Information provided
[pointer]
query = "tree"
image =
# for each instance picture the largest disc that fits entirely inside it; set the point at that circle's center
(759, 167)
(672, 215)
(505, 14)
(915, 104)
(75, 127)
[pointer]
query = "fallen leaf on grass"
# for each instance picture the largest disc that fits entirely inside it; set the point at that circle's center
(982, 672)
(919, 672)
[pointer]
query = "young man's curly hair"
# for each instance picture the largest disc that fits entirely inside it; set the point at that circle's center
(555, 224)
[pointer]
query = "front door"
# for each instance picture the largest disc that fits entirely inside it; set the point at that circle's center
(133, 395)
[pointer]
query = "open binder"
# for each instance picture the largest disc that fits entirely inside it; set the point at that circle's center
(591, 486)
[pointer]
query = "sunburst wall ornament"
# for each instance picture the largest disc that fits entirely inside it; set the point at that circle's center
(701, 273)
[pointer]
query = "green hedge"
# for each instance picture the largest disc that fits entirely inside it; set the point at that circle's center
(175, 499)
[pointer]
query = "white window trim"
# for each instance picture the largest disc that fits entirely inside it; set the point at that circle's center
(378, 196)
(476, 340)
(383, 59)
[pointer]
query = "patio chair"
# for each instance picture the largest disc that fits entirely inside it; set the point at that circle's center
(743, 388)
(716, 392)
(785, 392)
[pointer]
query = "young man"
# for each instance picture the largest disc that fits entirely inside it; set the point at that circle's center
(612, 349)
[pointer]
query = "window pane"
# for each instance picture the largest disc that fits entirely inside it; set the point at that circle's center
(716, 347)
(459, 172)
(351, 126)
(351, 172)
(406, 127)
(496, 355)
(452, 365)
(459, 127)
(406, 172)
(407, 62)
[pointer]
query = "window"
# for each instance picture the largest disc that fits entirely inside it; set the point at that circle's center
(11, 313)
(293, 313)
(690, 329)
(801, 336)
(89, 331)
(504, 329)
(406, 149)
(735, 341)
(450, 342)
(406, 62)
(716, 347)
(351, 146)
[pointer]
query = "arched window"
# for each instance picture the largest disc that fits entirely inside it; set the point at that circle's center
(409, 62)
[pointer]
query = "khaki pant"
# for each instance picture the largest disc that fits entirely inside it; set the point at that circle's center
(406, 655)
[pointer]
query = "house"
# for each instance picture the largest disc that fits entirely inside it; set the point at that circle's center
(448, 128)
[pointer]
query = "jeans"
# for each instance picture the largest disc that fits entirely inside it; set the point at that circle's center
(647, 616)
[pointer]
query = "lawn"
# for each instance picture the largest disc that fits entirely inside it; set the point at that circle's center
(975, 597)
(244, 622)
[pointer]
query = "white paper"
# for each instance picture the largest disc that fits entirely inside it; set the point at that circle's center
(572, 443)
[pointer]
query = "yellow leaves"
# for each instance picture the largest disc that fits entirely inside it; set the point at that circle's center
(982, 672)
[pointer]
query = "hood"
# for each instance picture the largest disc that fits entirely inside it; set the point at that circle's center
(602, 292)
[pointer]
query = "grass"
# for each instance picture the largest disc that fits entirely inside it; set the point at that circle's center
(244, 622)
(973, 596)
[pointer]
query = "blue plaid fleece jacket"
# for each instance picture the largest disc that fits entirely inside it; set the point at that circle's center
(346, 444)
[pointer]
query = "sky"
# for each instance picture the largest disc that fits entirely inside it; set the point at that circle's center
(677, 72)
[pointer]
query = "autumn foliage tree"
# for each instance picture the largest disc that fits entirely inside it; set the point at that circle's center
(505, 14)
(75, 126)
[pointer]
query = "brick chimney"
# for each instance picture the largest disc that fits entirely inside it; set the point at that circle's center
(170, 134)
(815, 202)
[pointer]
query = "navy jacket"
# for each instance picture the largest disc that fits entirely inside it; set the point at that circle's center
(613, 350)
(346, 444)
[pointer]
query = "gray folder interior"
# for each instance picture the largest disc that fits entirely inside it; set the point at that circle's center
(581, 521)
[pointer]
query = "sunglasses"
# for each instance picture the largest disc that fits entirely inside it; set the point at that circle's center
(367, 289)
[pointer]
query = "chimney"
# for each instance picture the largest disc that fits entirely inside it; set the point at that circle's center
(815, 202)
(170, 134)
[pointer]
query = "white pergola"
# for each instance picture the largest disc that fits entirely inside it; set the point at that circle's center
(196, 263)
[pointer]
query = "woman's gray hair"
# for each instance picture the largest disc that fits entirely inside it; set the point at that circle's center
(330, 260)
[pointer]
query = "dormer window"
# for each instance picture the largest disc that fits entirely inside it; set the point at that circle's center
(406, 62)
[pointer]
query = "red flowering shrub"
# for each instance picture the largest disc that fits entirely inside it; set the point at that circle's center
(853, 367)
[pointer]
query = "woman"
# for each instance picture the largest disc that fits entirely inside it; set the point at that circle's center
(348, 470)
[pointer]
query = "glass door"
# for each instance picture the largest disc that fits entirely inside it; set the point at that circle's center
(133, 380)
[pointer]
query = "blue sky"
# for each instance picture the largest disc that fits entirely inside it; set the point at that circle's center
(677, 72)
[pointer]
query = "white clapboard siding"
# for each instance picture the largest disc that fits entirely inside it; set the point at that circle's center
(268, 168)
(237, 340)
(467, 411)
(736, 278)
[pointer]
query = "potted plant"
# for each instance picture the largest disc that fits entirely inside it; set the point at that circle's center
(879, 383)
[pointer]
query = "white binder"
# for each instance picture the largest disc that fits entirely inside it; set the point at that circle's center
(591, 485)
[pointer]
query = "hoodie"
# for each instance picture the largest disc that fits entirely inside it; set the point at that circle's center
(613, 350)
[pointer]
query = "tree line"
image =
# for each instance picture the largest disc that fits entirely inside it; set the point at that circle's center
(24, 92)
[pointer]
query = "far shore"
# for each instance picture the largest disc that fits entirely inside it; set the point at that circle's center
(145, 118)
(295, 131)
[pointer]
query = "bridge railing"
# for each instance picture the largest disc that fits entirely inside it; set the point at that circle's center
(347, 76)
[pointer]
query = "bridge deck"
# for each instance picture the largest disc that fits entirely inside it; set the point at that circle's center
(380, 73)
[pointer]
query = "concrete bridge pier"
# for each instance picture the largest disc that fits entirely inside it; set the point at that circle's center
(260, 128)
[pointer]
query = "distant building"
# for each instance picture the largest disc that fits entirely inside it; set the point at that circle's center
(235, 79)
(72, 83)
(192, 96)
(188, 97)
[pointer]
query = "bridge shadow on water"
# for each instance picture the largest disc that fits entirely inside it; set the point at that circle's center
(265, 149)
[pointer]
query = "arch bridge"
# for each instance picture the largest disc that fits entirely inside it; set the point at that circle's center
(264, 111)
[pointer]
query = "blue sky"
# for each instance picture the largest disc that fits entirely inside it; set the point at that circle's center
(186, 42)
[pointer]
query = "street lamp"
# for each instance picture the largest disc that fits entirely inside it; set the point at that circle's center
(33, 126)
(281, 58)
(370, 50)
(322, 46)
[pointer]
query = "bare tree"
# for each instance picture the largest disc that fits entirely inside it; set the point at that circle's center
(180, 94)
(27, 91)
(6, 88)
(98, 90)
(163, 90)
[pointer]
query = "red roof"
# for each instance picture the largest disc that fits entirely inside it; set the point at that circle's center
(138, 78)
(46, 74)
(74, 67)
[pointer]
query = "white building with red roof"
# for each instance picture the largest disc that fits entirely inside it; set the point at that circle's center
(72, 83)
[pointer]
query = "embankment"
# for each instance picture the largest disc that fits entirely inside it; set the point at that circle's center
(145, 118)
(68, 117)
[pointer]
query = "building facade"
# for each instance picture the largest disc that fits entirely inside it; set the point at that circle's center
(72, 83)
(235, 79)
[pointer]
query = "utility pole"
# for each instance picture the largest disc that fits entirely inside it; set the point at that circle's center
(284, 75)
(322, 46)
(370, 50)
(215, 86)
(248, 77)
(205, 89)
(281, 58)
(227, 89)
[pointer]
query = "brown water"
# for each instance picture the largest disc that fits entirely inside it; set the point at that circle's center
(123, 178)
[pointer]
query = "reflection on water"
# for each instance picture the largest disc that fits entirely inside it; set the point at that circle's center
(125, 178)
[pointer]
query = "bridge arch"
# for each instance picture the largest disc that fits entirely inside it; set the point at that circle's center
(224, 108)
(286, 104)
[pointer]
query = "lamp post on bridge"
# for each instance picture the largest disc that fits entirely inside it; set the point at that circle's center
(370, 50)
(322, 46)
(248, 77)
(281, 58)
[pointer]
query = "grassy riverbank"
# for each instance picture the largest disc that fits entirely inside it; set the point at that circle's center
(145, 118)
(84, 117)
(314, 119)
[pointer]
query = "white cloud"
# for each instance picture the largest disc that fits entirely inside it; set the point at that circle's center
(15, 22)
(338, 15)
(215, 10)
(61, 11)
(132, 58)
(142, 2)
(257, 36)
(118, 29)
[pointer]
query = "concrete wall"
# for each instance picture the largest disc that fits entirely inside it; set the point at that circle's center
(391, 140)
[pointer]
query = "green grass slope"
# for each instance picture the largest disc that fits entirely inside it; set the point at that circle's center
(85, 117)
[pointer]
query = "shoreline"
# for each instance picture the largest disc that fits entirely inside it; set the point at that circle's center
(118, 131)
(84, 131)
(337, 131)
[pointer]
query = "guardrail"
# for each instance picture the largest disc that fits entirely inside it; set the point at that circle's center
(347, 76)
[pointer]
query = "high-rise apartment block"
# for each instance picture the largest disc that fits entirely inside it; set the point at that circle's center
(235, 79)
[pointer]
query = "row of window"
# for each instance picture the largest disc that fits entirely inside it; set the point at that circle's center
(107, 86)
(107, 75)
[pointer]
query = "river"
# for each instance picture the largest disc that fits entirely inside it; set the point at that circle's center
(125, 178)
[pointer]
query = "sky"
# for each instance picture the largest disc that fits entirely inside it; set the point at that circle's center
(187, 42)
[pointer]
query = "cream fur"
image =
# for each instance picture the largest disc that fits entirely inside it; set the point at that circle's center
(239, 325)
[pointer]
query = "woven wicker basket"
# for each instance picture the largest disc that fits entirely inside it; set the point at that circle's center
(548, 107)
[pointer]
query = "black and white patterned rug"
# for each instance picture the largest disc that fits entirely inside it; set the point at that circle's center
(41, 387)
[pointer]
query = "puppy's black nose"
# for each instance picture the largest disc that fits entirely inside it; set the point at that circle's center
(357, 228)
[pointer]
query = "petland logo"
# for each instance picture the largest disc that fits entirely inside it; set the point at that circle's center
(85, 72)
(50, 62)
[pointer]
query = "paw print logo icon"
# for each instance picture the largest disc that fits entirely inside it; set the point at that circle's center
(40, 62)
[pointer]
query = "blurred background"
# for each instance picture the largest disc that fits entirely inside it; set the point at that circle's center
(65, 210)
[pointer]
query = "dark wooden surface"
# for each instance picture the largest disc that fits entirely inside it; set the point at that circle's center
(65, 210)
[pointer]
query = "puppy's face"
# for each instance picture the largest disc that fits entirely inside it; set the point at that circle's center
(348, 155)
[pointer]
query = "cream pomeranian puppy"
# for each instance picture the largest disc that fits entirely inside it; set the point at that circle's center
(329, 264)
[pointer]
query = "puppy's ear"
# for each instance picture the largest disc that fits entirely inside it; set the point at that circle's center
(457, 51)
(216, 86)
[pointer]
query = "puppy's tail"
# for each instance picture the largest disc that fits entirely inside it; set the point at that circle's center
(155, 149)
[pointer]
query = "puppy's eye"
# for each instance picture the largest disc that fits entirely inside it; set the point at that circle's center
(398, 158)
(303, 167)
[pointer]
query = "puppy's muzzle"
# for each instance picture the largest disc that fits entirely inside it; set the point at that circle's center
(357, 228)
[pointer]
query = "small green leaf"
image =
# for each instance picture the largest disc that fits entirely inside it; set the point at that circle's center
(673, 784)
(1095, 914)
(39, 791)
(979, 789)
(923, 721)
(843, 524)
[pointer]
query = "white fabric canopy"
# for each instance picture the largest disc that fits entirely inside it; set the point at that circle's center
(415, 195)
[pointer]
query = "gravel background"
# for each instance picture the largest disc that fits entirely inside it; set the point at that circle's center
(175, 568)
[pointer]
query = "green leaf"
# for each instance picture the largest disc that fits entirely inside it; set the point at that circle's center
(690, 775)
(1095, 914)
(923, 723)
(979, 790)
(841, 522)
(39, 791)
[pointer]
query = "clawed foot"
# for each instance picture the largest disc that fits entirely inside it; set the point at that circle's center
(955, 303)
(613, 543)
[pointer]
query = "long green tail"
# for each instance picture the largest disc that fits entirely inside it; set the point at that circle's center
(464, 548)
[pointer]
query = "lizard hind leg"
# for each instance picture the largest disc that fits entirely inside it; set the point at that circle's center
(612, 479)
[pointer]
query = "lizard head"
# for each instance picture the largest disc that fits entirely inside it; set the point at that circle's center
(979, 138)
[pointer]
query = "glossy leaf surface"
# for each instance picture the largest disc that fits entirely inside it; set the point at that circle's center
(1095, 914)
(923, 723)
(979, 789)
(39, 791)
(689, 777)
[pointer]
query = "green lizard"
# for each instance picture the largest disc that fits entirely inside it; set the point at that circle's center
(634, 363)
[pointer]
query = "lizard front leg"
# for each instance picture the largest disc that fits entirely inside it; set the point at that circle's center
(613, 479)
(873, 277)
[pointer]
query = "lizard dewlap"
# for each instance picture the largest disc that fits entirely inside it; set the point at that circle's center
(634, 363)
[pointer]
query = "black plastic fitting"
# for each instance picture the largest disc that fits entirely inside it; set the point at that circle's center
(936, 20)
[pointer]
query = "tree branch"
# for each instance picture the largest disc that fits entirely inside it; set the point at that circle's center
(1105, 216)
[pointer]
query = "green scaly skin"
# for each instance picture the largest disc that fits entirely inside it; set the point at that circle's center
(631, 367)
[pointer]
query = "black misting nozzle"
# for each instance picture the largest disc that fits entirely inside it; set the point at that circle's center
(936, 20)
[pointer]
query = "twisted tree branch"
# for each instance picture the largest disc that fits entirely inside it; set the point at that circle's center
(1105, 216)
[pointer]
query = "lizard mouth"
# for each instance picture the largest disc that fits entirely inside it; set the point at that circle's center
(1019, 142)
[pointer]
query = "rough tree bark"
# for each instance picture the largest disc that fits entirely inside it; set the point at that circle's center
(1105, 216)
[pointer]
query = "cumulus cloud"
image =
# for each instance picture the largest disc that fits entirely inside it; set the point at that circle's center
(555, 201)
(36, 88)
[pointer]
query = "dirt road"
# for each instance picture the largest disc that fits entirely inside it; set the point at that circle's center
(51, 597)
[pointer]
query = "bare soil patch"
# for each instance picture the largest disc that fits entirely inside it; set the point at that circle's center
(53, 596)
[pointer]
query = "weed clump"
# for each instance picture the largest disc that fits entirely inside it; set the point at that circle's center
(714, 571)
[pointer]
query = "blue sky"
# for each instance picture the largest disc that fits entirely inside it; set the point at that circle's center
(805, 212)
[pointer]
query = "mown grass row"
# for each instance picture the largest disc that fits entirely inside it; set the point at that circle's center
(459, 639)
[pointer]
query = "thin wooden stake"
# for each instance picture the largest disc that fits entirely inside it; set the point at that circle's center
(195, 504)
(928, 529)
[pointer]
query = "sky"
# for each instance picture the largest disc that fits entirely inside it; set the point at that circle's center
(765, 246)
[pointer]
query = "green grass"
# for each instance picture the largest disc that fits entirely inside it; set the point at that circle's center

Task requirements
Determine how many lines in the rows above contain the string "surface", treating uppercase and lowercase letters as different, and reply with that number alone.

Exercise output
2